WHAT YOU HAVE TO DO:
Return each line of the listing below that contains the word "riding", copied in full.

DATA PROVIDED:
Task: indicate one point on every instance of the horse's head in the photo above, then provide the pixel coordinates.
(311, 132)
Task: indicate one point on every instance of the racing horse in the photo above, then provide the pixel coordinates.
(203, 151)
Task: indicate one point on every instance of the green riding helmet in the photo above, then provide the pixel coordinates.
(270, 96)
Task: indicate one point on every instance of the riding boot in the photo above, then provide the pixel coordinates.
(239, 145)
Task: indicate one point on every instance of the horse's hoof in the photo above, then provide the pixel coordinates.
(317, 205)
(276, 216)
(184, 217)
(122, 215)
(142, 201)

---

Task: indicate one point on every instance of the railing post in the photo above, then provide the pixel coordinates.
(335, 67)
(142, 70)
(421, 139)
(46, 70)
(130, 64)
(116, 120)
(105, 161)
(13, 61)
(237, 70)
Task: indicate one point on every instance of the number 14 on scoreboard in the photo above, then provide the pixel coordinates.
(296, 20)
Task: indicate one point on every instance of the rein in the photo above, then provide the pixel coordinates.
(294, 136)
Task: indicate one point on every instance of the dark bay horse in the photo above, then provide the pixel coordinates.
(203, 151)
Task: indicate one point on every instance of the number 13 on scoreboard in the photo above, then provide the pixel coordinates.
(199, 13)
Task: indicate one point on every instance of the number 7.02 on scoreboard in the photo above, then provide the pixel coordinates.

CORRECT RESULT:
Task: indicate one point on every instance of the green riding helmet in the photo above, then provide the pixel coordinates.
Task: indicate one point on every instance of the riding boot in the photo above, then provide the pixel coordinates.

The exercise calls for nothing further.